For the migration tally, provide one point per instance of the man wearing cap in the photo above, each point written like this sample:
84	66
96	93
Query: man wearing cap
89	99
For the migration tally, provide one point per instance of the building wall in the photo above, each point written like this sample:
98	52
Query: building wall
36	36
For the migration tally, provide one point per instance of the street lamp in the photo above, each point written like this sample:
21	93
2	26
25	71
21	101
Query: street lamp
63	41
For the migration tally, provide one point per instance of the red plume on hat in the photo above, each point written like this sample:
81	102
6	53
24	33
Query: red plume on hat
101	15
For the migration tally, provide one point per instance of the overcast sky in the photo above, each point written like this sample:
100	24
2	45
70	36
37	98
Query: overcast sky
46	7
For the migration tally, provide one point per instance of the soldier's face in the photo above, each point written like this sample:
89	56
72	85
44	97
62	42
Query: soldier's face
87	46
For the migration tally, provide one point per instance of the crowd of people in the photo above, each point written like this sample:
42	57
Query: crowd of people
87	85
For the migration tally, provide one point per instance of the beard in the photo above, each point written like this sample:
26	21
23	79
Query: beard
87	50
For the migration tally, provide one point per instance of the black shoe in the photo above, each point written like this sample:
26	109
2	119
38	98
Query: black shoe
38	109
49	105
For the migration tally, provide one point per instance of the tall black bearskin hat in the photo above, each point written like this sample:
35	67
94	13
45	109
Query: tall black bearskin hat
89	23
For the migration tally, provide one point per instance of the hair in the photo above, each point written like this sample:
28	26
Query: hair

Required action
Your answer must be the complete listing, repeated exactly.

Exercise response
For the migration tally, provide one point per instance of the man wearing cap in the photo above, each point written like this sample:
84	66
96	93
Query: man wearing cap
89	99
For the migration tally, provide one point per instance of the building wall in the photo above, each point written like this sample:
98	52
Query: building wall
36	36
For the migration tally, provide one point per instance of the street lamp in the photo above, each point written like this sample:
21	93
2	26
25	71
21	101
Query: street lamp
63	41
For the migration tally, provide one point per instance of the red plume on hat in the photo above, each point written like this sample:
81	102
6	53
24	33
Query: red plume on hat
101	15
For the migration tally, provide one point per instance of the overcast sky in the photo above, each point written like this sample:
100	24
2	45
70	36
37	98
Query: overcast sky
46	7
For the migration tally, provide one point per instance of the soldier's face in the photo above, each point written like this sample:
89	56
72	85
44	97
62	42
Query: soldier's face
87	46
For the migration tally, provide one point per instance of the crowd of people in the photo above, each point written like this sample:
42	57
Query: crowd of people
87	85
For the migration tally, provide one point per instance of the beard in the photo above, each point written like this sample:
26	21
23	79
Query: beard
87	50
For the migration tally, provide one point per instance of the black shoe in the photo above, each point written like this sample:
26	109
2	119
38	98
Query: black shoe
38	109
49	105
For the migration tally, provide one point per instance of the tall black bearskin hat in the photo above, each point written like this sample:
35	67
94	13
45	109
Query: tall black bearskin hat
89	23
For the migration tally, provide one point per instance of the hair in the photo above, each point written like this sample:
28	26
Query: hair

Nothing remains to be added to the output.